---- Source data

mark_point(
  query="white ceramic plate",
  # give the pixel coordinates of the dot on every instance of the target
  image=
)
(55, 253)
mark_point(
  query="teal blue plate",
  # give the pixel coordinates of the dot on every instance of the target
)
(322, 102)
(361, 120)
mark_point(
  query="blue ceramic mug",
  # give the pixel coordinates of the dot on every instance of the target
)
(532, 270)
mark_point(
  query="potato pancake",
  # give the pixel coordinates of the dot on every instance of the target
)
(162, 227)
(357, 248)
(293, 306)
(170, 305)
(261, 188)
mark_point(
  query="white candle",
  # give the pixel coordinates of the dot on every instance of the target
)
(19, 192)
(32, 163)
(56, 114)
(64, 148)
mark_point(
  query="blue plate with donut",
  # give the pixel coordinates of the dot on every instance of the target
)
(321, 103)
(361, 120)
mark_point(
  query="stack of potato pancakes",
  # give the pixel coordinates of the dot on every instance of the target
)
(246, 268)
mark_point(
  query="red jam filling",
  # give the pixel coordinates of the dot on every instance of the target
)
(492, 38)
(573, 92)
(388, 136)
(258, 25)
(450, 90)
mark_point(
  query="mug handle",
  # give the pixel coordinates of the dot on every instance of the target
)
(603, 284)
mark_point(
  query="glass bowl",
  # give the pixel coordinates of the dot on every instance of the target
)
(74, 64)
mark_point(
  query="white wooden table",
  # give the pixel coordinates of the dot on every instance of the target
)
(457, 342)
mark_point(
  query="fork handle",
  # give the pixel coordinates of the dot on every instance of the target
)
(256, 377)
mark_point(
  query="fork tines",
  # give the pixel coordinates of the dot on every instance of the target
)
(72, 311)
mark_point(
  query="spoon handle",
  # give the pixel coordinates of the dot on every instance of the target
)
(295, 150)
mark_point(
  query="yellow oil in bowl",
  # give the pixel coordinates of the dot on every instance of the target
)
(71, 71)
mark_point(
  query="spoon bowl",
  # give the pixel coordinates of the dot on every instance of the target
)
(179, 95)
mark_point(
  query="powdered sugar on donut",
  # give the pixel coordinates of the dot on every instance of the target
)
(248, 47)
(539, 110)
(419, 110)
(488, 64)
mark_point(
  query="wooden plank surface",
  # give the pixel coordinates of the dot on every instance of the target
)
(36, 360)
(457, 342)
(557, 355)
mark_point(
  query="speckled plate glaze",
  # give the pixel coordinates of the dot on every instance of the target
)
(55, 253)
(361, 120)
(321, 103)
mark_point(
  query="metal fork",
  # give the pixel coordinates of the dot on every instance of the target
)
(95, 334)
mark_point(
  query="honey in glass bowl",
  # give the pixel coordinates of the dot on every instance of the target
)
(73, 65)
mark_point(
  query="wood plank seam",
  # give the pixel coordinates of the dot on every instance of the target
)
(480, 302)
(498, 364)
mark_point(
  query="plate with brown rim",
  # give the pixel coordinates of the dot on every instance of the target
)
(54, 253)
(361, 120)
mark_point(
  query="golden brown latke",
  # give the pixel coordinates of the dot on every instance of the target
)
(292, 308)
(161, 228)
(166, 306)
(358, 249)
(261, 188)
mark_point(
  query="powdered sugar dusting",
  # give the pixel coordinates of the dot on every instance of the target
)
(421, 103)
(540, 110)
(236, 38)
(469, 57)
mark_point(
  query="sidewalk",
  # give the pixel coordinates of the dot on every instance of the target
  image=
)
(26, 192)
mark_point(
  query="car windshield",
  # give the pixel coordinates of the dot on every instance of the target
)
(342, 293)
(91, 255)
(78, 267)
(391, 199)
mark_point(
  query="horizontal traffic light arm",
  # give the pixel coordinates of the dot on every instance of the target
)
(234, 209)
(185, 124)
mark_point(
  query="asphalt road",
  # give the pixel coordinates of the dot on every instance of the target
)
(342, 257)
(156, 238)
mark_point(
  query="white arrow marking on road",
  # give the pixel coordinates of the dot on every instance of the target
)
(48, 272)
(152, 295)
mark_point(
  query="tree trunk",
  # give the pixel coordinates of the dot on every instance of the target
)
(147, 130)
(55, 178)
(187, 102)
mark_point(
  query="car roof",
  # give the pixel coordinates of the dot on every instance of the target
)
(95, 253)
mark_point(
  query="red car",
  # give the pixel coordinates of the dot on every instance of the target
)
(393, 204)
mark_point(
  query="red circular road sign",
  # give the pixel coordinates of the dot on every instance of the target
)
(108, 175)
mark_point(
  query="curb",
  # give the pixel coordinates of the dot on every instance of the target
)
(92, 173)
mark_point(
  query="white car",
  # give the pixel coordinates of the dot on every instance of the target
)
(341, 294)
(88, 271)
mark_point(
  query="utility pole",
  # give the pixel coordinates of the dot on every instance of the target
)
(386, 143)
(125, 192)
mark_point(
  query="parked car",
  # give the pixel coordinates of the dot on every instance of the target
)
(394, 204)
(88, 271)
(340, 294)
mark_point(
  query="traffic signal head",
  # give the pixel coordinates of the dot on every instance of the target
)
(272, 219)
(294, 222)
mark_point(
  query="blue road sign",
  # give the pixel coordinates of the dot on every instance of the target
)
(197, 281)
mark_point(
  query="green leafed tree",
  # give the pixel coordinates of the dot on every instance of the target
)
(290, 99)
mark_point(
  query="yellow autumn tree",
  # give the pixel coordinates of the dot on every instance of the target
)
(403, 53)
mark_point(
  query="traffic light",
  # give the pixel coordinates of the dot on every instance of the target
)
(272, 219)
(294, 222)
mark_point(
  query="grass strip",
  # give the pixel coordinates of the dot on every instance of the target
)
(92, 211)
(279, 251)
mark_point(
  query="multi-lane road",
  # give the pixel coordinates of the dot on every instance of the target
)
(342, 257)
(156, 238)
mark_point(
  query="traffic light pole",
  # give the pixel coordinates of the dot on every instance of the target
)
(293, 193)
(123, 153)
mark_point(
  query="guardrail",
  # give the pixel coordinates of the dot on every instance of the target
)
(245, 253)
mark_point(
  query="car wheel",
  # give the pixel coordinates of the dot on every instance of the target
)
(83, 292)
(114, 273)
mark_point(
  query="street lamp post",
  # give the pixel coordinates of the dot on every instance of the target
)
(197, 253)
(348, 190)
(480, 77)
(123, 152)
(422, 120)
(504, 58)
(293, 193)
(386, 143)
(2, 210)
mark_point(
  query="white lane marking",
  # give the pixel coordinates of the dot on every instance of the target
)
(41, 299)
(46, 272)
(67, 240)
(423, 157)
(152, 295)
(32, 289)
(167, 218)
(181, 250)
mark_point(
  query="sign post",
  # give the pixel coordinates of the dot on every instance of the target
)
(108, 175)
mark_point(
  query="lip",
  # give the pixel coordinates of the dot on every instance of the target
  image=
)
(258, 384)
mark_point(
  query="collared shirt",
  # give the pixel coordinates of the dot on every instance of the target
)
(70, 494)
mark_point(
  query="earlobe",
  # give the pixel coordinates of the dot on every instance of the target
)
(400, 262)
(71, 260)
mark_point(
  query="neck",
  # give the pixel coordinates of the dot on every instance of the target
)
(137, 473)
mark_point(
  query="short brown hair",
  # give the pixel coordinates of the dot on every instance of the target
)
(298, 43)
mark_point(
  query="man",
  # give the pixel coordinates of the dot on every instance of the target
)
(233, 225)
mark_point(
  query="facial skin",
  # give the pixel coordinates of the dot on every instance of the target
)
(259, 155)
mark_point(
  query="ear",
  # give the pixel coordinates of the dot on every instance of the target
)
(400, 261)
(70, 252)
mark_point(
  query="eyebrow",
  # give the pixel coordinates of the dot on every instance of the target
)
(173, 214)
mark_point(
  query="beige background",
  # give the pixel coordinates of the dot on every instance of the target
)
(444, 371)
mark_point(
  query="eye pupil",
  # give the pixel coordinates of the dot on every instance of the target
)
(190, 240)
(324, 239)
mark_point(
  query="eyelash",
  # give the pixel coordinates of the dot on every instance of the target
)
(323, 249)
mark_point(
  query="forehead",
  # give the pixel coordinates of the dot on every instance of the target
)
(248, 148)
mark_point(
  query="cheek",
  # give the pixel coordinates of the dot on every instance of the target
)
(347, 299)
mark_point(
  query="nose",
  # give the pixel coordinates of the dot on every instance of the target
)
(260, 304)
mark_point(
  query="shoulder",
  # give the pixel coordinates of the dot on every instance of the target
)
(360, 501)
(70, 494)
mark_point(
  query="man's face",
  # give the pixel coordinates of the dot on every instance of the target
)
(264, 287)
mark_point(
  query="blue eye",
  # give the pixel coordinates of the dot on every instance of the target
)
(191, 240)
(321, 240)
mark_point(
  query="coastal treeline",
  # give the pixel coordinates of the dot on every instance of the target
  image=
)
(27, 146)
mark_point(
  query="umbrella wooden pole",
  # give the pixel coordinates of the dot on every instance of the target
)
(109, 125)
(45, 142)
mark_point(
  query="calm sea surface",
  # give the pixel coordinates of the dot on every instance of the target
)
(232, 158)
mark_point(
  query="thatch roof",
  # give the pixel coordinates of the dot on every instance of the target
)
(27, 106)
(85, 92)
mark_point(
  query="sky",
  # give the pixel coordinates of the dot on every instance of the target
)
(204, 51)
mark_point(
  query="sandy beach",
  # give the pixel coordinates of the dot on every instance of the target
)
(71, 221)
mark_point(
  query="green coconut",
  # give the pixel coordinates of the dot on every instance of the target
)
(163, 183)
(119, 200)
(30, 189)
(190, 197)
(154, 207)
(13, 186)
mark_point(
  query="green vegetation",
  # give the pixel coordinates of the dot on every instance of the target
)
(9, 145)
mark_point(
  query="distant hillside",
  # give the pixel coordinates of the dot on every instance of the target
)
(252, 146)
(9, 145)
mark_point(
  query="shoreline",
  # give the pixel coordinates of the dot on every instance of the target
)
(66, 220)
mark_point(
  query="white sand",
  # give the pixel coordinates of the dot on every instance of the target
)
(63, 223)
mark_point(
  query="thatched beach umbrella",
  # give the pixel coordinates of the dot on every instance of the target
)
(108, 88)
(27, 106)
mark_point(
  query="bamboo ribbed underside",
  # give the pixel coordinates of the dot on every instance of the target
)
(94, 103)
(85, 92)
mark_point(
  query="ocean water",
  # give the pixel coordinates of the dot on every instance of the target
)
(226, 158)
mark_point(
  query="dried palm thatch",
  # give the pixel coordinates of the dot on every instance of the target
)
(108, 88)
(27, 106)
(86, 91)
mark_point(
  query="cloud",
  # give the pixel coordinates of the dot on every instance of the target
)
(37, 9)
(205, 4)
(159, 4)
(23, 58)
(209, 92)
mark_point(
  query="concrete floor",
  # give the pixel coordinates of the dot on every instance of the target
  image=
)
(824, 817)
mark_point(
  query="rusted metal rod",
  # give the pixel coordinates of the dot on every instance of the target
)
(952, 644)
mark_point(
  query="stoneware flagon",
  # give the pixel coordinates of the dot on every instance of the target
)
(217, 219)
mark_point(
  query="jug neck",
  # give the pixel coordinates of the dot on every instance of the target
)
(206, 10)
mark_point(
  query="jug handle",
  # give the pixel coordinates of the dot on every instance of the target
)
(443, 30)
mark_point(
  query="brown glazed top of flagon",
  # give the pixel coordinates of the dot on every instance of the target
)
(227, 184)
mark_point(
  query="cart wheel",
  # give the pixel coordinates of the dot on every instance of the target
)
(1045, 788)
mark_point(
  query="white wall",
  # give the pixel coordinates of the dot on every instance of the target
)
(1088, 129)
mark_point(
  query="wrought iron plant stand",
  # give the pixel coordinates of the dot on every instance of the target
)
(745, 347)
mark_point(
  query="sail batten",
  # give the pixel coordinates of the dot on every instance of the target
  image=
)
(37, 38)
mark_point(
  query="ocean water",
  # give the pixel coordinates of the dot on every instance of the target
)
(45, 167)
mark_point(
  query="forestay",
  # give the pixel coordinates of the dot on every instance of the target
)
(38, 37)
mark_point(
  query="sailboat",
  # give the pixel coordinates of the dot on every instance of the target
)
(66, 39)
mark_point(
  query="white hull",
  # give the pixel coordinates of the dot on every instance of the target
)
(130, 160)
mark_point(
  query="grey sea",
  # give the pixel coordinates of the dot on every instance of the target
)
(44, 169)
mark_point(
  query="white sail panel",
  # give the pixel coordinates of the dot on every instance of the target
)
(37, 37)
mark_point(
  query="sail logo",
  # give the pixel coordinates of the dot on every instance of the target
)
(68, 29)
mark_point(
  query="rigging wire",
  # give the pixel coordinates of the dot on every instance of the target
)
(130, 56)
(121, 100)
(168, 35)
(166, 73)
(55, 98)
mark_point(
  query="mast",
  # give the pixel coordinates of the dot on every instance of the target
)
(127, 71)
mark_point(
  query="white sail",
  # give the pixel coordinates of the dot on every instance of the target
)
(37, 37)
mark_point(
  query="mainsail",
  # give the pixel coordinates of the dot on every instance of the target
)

--------

Task objective
From the listing above, collect each line in which the string "flagon" appears.

Reply
  query="stoneware flagon",
  query="brown glazed top of flagon",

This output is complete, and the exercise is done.